§ **SHORT TASK**
Repeat every row below, switching "Sample output" to "Expected format" and leaving everything else unchanged.

[Dataset items]

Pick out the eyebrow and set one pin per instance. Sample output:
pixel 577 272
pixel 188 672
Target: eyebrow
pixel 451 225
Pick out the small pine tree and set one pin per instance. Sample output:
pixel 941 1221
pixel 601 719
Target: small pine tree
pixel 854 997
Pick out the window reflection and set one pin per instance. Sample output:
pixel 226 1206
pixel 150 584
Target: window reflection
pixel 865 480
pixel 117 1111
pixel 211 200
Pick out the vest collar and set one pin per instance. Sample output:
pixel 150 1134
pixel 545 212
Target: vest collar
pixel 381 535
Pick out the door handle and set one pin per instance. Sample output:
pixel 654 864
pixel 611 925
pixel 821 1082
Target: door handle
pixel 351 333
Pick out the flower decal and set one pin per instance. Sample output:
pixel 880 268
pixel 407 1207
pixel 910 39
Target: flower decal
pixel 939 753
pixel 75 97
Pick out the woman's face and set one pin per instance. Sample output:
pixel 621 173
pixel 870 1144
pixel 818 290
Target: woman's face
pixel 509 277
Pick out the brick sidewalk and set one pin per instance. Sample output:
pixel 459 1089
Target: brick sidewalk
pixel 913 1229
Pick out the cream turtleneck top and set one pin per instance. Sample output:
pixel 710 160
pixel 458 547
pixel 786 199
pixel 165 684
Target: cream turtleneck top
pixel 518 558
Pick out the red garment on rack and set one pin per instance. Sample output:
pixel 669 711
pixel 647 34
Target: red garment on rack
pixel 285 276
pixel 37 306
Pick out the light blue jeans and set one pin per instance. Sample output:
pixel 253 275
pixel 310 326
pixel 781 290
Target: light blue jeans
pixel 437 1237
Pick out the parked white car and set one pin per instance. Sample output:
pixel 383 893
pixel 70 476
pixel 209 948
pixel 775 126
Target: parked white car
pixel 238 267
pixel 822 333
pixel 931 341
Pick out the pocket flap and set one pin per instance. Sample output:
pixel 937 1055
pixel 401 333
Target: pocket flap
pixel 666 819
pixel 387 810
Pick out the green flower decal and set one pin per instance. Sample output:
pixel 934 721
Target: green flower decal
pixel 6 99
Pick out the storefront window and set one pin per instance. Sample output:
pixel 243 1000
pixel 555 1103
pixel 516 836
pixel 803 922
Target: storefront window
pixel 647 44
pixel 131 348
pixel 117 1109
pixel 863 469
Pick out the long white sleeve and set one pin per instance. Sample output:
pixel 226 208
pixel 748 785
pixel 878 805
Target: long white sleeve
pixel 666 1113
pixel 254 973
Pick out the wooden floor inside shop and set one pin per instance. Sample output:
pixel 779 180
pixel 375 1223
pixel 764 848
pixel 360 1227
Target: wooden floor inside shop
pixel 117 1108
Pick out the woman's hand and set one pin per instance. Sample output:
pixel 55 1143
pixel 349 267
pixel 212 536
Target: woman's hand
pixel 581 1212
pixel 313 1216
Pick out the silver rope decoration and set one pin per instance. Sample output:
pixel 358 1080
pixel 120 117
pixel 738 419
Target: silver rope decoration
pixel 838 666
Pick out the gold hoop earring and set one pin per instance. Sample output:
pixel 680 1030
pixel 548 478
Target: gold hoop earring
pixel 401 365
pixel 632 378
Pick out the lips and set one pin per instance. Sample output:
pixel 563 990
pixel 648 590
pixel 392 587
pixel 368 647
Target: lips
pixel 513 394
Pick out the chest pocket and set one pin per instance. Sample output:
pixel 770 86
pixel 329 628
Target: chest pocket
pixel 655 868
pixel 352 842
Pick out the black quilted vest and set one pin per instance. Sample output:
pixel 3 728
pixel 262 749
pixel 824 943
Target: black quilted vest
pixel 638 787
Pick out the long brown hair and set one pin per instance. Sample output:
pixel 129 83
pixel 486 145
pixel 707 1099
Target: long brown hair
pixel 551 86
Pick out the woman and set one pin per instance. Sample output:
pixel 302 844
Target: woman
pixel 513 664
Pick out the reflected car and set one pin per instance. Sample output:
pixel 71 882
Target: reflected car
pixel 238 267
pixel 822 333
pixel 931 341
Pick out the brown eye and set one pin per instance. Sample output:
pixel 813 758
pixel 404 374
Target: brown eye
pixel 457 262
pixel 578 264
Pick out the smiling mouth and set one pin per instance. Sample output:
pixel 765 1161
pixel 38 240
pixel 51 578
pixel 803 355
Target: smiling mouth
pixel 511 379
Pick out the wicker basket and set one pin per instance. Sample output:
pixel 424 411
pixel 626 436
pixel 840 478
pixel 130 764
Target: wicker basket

§ **ANSWER TO THE PROBLEM**
Pick out the eyebrow and set one pin per instance. Expected format:
pixel 577 272
pixel 188 672
Target: eyebrow
pixel 451 225
Pick out the small pine tree and set one pin per instance. Expected format:
pixel 941 1221
pixel 601 719
Target: small pine tree
pixel 854 997
Pick out the window reflection and set one pin per instance. Expected format:
pixel 226 1206
pixel 150 584
Target: window reflection
pixel 865 480
pixel 117 1111
pixel 211 200
Pick out the vest collar and set one pin per instance. Expected format:
pixel 150 1134
pixel 545 212
Target: vest collar
pixel 381 535
Pick out the door handle and set one pin per instance. Expected format:
pixel 654 864
pixel 611 925
pixel 821 1082
Target: door handle
pixel 351 333
Pick out the flower decal and set one pin per instance. Expected format:
pixel 880 268
pixel 407 1207
pixel 910 39
Target: flower decal
pixel 939 753
pixel 75 97
Pick out the woman's face and set one pin per instance. Expected format:
pixel 621 173
pixel 870 1144
pixel 818 290
Target: woman's face
pixel 509 277
Pick out the brick sidewalk and set one pin per instance. Expected format:
pixel 459 1089
Target: brick sidewalk
pixel 913 1229
Pick out the cream turtleneck top and set one pin per instance. Expected format:
pixel 710 160
pixel 458 547
pixel 786 199
pixel 165 684
Target: cream turtleneck top
pixel 518 558
Pick out the red garment on rack and set one pin per instance. Expected format:
pixel 669 711
pixel 647 34
Target: red garment on rack
pixel 285 276
pixel 37 306
Pick out the light blue jeans and set one pin per instance. Expected format:
pixel 253 275
pixel 310 326
pixel 781 290
Target: light blue jeans
pixel 437 1237
Pick out the parked white car and set one pin per instance. Expected format:
pixel 383 893
pixel 70 476
pixel 209 948
pixel 775 126
Target: parked white car
pixel 238 267
pixel 822 333
pixel 931 341
Pick out the pocket flap and set one pin per instance. Expected format:
pixel 937 1055
pixel 401 333
Target: pocket flap
pixel 666 819
pixel 387 810
Pick out the green flower decal and set one pin per instance. Expected format:
pixel 934 721
Target: green flower decal
pixel 6 99
Pick out the storefront window and set one pin per instance. Expected format:
pixel 243 1000
pixel 555 1103
pixel 516 836
pixel 803 922
Target: storefront window
pixel 647 44
pixel 131 348
pixel 117 1109
pixel 863 469
Pick out the long white sleeve and set one pin per instance. Expected format:
pixel 226 208
pixel 748 785
pixel 878 805
Target: long white sleeve
pixel 666 1113
pixel 254 973
Pick out the wooden floor inside shop and set one pin per instance. Expected format:
pixel 779 180
pixel 375 1223
pixel 764 848
pixel 360 1227
Target: wooden floor inside shop
pixel 117 1108
Pick out the woman's hand and set one pin per instance. Expected format:
pixel 55 1143
pixel 349 267
pixel 212 536
Target: woman's hand
pixel 581 1212
pixel 313 1216
Pick out the silver rope decoration and set one pin per instance. Expected format:
pixel 358 1080
pixel 120 117
pixel 738 419
Target: silver rope decoration
pixel 838 666
Pick out the gold hoop earring and set one pin per instance. Expected format:
pixel 680 1030
pixel 548 478
Target: gold hoop earring
pixel 401 365
pixel 632 378
Pick out the lips and set one pin per instance. Expected format:
pixel 563 990
pixel 648 590
pixel 392 587
pixel 368 647
Target: lips
pixel 513 394
Pick out the chest pocket and set one pin per instance. Expected format:
pixel 770 86
pixel 329 628
Target: chest pocket
pixel 655 868
pixel 352 842
Pick out the black quilted vest and set one pin per instance. Expected format:
pixel 3 728
pixel 262 749
pixel 824 943
Target: black quilted vest
pixel 638 787
Pick out the long brown hair and set one pin per instance. Expected format:
pixel 129 83
pixel 486 145
pixel 707 1099
Target: long brown hair
pixel 551 86
Pick out the woman and set one pin per instance. Expected format:
pixel 302 844
Target: woman
pixel 513 664
Pick out the reflected car and set one pin per instance. Expected format:
pixel 71 882
Target: reflected car
pixel 238 267
pixel 822 333
pixel 931 341
Pick out the brown eye and set one pin per instance. Expected format:
pixel 813 758
pixel 404 374
Target: brown eye
pixel 457 262
pixel 578 264
Pick out the smiling mouth and set one pin per instance. Expected format:
pixel 765 1161
pixel 38 240
pixel 51 578
pixel 803 355
Target: smiling mouth
pixel 511 379
Pick out the wicker basket and set one pin per instance. Expected format:
pixel 424 411
pixel 626 436
pixel 840 478
pixel 130 764
Target: wicker basket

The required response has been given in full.